### Problem details:
Rewrite every one of the records below, replacing "broadcast frame" with "match footage still" and leaving all other wording unchanged.

### Records for this exercise:
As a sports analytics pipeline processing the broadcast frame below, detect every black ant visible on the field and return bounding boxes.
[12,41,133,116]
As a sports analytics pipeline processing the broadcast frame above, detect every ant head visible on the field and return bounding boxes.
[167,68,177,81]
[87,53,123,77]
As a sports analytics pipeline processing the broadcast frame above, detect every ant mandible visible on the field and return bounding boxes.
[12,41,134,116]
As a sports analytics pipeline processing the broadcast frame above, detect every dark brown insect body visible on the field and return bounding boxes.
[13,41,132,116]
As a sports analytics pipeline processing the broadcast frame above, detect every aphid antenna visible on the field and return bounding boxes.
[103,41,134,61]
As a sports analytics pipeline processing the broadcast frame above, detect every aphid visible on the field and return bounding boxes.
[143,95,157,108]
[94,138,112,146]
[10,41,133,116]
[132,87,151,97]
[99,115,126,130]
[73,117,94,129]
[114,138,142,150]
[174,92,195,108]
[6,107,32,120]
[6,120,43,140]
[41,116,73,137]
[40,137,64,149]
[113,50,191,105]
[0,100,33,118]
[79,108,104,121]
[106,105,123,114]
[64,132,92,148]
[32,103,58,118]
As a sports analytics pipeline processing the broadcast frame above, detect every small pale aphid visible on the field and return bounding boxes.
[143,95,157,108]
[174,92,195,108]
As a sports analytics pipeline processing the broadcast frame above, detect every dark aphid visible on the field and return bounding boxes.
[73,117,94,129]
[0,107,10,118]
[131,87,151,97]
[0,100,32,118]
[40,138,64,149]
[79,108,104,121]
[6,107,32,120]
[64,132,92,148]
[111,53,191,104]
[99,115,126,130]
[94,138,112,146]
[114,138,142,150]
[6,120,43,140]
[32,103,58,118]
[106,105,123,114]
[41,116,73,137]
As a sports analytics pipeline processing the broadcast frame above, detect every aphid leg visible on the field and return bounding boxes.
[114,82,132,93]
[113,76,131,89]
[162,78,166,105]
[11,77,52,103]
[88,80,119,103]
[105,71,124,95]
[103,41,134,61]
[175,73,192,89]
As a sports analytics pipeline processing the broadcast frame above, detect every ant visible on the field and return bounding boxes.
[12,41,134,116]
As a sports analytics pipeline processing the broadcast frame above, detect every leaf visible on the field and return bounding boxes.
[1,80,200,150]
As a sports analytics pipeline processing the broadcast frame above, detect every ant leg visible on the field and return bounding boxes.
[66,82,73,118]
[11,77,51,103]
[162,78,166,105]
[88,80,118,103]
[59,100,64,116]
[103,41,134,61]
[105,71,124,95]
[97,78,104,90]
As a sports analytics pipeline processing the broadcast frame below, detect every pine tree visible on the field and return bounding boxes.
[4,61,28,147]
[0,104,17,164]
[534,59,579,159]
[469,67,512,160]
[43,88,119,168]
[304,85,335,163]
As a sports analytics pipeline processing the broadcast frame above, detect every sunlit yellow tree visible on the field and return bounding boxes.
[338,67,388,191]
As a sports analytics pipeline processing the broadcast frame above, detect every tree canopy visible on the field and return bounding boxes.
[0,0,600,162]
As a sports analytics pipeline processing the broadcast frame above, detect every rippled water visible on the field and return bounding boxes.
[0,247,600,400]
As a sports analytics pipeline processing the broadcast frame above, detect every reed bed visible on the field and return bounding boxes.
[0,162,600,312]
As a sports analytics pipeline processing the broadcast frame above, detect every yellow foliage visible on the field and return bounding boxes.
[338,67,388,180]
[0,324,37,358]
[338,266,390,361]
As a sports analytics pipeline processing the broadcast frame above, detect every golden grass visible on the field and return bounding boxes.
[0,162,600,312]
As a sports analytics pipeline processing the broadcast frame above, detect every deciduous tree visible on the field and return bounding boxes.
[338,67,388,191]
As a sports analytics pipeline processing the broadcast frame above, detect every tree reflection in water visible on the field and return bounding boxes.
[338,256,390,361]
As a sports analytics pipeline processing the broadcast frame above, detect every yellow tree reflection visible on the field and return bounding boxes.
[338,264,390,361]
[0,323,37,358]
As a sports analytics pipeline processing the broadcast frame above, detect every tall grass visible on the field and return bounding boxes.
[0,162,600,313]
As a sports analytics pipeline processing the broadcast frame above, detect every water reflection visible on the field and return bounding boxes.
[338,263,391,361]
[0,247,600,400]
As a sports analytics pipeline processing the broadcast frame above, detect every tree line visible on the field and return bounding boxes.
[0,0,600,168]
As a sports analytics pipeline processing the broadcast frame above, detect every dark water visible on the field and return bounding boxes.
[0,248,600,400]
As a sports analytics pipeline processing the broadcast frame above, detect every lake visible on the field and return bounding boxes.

### Output for this exercise:
As a sports analytics pipeline processing the match footage still below, detect every black ant visible on the field and return bounding boxes.
[12,41,133,116]
As a sports analytics pipeline processing the match footage still above, detect every ant head visible on the field and return bounding boxes.
[167,68,177,81]
[87,53,123,77]
As a sports analytics pipeline processing the match footage still above, detect every ant mandible visible on the field and return bounding boxes.
[12,41,134,116]
As a sports analytics pipeline processing the match footage still above, detect every dark brown insect body visible on the field and return bounding boxes.
[13,41,132,116]
As a sports analytics pipeline processing the match footage still above, detect every aphid antenna visible on the field and return bounding boxes.
[103,41,134,61]
As a sports analytics pipeline processing the match footage still above, detect every aphid visible on the field and return bounding boxes.
[143,95,157,108]
[94,138,112,146]
[10,41,133,116]
[132,87,151,97]
[99,115,126,130]
[73,117,94,129]
[114,138,142,150]
[174,92,195,108]
[6,107,32,120]
[6,120,43,140]
[41,116,73,137]
[40,137,64,149]
[113,50,191,105]
[0,100,33,118]
[79,108,104,121]
[106,105,123,114]
[64,132,92,148]
[32,103,58,118]
As a sports analytics pipeline processing the match footage still above, detect every small pale aphid visible on the field and return bounding boxes.
[143,95,157,108]
[174,92,195,108]
As a sports analytics pipeline processing the match footage still above, detect every dark aphid visible on the field and return bounding boxes.
[73,117,94,129]
[0,107,10,118]
[131,87,151,97]
[0,100,32,118]
[40,138,64,149]
[79,108,104,121]
[6,107,32,120]
[64,132,92,148]
[111,53,191,104]
[99,115,126,130]
[94,138,112,146]
[114,138,142,150]
[6,120,43,140]
[32,103,58,118]
[106,105,123,114]
[41,116,73,137]
As a sports analytics pipeline processing the match footage still above, detect every aphid leg visible on the field and return bounding boxes.
[114,82,132,93]
[113,76,131,89]
[162,78,166,105]
[11,77,52,103]
[88,80,119,103]
[105,71,124,95]
[103,41,134,61]
[175,73,192,89]
As a sports analytics pipeline processing the match footage still above, detect every ant visible on the field and return bounding boxes.
[12,41,134,116]
As a sports analytics pipeline processing the match footage still above, detect every leaf visible on the field and return bounding boxes.
[1,80,200,150]
As a sports analytics pipeline processing the match footage still above, detect every ant leg visible on the field and return bounding boxes.
[66,82,73,118]
[11,77,51,103]
[162,78,166,105]
[88,80,118,103]
[59,100,64,116]
[103,41,134,61]
[105,71,124,95]
[97,78,104,90]
As a sports analytics pipeline processing the match footage still below, detect every pine tree visible on the field and return bounding boxes.
[4,61,28,147]
[0,104,17,164]
[534,59,579,159]
[469,67,512,160]
[43,88,119,168]
[304,85,335,163]
As a sports analytics pipeline processing the match footage still above, detect every sunlit yellow tree visible on the field and return bounding boxes.
[338,67,388,191]
As a sports analytics pipeline processing the match footage still above, detect every tree canopy visible on the field and return bounding boxes.
[0,0,600,162]
As a sports analytics pipeline processing the match footage still above, detect every rippled water visible on the field and return bounding boxes.
[0,247,600,400]
As a sports analytics pipeline processing the match footage still above, detect every reed bed visible on the field and return bounding boxes.
[0,162,600,312]
As a sports analytics pipeline processing the match footage still above, detect every yellow foliage visible on the field and return bounding boxes.
[338,67,388,180]
[0,324,37,358]
[338,266,390,361]
As a sports analytics pipeline processing the match footage still above, detect every golden grass visible on the field and return bounding boxes.
[0,162,600,312]
As a sports analytics pipeline processing the match footage still above, detect every deciduous tree visible on the field and return bounding boxes.
[338,67,388,191]
As a sports analytics pipeline processing the match footage still above, detect every tree reflection in water visible on the field and return bounding boxes.
[338,256,390,361]
As a sports analytics pipeline processing the match footage still above, detect every yellow tree reflection visible on the field and return bounding boxes.
[338,264,390,361]
[0,323,37,358]
As a sports analytics pipeline processing the match footage still above, detect every tall grass visible on the field and return bounding boxes.
[0,162,600,313]
As a sports analytics pipeline processing the match footage still above, detect every water reflection visible on the field and return bounding boxes.
[338,263,391,361]
[0,247,600,400]
As a sports analytics pipeline processing the match footage still above, detect every tree line visible on the field and return bounding boxes.
[0,0,600,168]
As a sports analytics pipeline processing the match footage still above, detect every dark water visible on the field and return bounding boxes.
[0,248,600,400]
As a sports analytics pipeline processing the match footage still above, detect every lake visible on the field and return bounding boxes.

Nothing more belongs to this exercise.